§ **Set problem**: Using the records below, copy out exactly the line that contains "For the benchmark, mark every instance of the foliage" and every line that follows it, up to and including the last, and no others.
--- start of Record set ---
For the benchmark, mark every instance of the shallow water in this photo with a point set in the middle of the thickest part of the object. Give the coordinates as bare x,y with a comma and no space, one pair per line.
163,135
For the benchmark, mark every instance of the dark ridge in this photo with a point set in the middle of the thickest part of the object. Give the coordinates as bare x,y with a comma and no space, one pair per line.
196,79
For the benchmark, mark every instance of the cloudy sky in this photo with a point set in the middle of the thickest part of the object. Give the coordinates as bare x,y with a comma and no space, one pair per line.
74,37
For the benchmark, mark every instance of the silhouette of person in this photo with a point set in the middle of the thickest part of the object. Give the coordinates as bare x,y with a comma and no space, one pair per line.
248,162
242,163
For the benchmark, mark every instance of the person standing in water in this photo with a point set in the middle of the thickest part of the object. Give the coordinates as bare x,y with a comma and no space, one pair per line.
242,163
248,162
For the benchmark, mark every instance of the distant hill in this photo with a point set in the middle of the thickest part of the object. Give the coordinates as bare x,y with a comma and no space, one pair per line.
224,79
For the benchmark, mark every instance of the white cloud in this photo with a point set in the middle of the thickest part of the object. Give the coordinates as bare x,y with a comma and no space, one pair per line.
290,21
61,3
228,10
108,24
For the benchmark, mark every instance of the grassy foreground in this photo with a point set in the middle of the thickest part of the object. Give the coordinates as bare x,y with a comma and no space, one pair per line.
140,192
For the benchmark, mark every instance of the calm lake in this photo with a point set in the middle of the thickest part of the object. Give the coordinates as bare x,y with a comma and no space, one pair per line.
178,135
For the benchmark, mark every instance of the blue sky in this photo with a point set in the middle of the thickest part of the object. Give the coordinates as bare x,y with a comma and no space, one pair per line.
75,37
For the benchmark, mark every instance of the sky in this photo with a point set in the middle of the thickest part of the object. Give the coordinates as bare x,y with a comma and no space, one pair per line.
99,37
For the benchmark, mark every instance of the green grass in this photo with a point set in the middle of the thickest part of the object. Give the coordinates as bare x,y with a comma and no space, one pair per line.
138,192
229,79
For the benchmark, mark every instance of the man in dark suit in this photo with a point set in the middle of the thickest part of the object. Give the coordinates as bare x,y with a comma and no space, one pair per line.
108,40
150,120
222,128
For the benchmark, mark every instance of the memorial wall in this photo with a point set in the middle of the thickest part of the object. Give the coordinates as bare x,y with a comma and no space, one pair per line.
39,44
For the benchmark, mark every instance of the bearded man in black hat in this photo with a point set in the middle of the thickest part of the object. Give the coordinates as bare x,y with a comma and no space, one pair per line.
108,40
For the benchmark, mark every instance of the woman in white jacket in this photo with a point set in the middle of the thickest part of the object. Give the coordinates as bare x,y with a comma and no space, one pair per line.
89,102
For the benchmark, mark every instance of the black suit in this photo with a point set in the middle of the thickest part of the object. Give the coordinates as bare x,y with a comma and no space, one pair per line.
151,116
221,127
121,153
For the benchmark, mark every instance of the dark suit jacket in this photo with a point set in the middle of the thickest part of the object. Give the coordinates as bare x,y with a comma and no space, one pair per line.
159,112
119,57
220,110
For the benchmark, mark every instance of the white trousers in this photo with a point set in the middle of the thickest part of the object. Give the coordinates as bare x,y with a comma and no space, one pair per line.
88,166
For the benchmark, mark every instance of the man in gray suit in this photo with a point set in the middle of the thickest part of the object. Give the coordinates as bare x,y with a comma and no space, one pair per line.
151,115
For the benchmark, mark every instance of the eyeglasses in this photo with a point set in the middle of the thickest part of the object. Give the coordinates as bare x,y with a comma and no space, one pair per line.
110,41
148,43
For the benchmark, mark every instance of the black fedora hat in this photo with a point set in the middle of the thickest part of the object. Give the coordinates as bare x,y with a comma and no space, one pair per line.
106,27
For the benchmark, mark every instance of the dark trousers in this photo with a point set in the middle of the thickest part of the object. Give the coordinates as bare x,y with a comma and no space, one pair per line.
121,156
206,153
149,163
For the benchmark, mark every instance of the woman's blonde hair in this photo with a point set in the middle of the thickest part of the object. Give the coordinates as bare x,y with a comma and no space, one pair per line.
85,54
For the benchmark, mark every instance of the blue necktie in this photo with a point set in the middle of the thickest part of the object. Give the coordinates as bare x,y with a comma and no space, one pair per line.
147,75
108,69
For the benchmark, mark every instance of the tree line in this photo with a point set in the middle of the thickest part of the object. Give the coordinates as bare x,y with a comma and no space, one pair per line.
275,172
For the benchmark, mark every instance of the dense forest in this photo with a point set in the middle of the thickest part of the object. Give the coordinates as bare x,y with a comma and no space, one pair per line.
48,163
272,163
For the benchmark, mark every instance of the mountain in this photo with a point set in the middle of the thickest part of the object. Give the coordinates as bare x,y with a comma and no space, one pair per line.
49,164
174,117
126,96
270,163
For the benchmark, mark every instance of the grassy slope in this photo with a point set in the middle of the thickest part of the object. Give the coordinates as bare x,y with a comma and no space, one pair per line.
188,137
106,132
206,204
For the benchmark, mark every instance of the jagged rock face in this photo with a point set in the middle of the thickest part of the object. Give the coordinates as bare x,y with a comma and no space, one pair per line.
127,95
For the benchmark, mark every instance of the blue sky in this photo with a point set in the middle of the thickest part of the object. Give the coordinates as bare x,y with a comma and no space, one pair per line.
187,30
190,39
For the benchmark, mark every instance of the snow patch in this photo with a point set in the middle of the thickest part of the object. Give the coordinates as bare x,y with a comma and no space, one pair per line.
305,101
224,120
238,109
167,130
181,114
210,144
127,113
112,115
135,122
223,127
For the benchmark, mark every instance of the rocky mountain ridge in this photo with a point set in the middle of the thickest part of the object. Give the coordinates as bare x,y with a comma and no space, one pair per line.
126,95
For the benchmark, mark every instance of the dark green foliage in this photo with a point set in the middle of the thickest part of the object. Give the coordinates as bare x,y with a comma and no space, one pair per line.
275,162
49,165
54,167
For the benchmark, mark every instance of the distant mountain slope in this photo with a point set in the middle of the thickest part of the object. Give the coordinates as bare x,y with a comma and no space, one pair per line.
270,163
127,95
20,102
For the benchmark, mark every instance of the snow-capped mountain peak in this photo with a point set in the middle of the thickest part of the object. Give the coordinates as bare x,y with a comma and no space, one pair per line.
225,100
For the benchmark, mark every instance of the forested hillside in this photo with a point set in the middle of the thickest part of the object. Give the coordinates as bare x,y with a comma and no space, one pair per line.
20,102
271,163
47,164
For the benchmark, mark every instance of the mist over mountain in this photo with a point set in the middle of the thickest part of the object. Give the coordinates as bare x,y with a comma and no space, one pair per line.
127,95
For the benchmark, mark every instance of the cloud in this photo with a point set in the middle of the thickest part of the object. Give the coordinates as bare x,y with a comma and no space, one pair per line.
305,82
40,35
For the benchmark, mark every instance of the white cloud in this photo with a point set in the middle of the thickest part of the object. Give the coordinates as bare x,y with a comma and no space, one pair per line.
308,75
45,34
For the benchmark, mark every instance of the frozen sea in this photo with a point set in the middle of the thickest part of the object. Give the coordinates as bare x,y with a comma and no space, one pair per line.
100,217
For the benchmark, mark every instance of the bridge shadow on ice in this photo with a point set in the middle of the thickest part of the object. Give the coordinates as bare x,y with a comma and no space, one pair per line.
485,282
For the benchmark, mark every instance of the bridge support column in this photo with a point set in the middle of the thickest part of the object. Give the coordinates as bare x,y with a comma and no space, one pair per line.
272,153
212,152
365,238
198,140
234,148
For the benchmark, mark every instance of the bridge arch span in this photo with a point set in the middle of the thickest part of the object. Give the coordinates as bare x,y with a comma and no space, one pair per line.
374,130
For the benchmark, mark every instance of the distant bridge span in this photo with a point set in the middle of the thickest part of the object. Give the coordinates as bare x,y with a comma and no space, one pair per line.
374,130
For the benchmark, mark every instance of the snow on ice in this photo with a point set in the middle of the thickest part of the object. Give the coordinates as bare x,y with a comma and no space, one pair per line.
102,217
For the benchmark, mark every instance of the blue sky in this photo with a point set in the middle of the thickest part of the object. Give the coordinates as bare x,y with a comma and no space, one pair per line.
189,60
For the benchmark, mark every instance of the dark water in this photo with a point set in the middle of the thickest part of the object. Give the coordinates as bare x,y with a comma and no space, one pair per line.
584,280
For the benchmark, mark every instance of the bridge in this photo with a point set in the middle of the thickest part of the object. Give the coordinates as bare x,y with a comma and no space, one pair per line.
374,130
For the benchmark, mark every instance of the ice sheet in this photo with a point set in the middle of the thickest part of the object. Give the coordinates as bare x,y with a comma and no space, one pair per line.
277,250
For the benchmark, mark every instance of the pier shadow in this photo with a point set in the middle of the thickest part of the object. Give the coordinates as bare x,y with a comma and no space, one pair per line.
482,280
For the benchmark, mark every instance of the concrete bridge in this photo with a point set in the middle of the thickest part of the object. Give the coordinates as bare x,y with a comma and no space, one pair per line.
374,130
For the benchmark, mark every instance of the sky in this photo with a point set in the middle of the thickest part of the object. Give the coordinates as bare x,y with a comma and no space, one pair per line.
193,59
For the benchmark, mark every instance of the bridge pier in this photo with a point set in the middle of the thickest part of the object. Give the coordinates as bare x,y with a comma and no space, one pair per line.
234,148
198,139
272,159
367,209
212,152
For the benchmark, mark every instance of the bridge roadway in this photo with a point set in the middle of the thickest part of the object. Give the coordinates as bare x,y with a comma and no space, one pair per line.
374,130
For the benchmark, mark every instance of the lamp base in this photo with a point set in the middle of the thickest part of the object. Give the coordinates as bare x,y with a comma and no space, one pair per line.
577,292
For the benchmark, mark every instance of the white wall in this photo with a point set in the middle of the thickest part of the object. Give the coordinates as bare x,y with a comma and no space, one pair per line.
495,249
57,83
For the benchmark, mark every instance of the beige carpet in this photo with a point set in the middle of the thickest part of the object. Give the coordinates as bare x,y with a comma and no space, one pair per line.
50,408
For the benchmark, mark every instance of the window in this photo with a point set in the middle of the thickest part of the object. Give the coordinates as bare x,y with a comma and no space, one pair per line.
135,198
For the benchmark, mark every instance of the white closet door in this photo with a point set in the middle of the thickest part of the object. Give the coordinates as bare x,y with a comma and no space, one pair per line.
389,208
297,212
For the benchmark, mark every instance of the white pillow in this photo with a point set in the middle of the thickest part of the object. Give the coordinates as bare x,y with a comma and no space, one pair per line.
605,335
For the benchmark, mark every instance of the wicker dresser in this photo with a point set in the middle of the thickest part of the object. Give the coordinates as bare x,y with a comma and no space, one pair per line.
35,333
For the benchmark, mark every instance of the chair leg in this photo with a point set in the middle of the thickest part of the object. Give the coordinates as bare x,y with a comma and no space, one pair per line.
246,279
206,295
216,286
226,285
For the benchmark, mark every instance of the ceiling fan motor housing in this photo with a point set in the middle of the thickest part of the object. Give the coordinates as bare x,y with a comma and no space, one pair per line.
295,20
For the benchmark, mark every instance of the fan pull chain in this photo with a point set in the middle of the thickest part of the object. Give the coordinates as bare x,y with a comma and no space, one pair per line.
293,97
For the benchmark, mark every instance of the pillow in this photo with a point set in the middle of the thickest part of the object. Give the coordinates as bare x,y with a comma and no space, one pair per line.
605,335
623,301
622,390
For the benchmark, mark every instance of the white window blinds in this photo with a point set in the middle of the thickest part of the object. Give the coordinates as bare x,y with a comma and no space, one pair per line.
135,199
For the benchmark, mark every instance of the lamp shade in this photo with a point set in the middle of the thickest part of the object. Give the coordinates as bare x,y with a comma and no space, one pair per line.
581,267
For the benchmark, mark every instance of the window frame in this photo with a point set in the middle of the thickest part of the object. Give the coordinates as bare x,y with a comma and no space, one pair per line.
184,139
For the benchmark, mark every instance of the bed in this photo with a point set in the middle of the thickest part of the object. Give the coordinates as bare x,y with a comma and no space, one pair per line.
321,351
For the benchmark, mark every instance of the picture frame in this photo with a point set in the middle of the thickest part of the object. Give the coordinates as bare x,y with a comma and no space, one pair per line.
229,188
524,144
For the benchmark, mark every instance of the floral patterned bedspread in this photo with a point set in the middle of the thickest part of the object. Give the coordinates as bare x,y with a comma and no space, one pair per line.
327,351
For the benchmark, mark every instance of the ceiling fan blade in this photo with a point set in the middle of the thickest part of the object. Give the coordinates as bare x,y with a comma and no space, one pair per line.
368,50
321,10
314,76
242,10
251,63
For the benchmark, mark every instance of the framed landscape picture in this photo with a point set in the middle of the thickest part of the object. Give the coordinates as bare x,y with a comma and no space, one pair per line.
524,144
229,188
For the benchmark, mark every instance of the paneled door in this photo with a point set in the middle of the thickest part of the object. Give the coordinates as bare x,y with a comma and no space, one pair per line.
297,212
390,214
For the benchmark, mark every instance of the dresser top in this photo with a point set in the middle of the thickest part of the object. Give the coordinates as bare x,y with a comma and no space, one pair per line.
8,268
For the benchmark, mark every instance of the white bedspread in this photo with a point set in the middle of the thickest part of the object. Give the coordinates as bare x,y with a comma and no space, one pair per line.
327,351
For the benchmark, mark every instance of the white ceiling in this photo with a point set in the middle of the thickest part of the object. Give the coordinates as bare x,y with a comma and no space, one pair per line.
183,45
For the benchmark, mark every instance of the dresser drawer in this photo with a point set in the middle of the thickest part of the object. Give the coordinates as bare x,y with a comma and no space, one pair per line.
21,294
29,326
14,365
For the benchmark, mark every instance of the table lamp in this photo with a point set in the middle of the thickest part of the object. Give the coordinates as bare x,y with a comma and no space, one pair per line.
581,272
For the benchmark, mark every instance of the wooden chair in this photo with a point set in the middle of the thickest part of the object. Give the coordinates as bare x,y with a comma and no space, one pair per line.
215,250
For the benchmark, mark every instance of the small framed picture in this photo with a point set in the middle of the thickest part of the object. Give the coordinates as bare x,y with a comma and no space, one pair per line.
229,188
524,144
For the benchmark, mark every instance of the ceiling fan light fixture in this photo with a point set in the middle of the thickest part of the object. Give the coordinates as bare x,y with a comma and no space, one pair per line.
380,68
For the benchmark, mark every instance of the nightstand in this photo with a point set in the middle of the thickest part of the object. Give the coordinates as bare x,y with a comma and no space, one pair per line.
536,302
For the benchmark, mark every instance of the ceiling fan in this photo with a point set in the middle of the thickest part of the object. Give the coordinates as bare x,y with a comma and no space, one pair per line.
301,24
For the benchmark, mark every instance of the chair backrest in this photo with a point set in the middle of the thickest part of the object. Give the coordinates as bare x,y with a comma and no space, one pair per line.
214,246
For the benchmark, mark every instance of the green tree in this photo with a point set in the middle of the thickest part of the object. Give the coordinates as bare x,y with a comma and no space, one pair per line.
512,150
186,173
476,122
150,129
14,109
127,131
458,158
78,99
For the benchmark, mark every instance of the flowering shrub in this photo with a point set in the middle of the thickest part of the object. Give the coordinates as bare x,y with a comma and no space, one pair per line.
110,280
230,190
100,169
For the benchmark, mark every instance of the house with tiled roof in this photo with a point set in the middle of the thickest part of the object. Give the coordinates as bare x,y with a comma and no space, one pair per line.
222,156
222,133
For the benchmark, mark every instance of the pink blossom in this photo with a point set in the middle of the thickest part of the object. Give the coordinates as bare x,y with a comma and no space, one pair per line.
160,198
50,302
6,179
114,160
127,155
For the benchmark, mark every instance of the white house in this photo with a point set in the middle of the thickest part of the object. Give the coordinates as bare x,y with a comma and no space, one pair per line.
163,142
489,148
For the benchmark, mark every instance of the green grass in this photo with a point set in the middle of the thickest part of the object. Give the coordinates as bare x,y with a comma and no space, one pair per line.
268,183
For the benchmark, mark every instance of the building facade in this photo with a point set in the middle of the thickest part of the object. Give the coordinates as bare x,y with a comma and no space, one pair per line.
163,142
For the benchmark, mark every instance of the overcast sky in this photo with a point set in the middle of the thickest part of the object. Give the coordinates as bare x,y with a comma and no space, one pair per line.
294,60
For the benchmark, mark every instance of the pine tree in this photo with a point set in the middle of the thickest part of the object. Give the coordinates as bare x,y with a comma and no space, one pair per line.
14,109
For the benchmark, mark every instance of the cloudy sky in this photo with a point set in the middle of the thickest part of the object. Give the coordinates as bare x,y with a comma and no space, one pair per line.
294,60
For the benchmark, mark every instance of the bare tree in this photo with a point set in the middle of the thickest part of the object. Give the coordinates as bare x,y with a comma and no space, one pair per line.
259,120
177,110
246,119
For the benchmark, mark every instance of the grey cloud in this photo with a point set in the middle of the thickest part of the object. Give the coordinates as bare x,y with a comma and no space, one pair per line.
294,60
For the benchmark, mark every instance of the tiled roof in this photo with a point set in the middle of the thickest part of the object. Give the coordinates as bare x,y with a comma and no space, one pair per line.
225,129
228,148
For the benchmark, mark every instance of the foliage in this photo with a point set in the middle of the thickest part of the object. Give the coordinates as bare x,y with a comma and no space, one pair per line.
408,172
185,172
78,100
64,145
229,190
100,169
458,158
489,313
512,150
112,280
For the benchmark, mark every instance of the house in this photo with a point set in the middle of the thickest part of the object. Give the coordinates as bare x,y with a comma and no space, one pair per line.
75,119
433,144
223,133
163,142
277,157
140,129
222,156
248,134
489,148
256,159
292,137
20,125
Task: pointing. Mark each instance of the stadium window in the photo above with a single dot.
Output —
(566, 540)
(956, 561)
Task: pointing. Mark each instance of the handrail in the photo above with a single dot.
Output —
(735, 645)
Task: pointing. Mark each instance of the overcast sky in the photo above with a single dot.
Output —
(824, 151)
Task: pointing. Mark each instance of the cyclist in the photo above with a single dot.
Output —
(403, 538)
--- end of Record set ---
§ **Response to the exercise**:
For the benchmark, mark every instance of the foliage in this photo with a point set in the middle of the thickest part of the object. Give the coordinates as bare x,y with a comma and no space, one pair per line.
408,172
185,172
78,100
64,145
229,190
100,169
458,158
489,313
512,150
112,280
For the benchmark, mark every instance of the house in this photo with a point set in the middle of the thickest part of the object. Give the coordinates as bare x,y with a comma and no space, one pair per line.
75,119
433,144
223,133
163,142
277,157
140,129
222,156
248,134
489,148
256,159
292,137
20,125
Task: pointing. Mark each instance of the stadium window in the photo above with a single dot.
Output —
(566, 540)
(956, 561)
Task: pointing. Mark each instance of the handrail in the photo above with a single dot.
Output —
(735, 645)
Task: pointing. Mark each instance of the overcast sky in the photo above with a single dot.
Output —
(824, 151)
Task: pointing. Mark each instance of the cyclist in the photo above with a single dot.
Output —
(403, 538)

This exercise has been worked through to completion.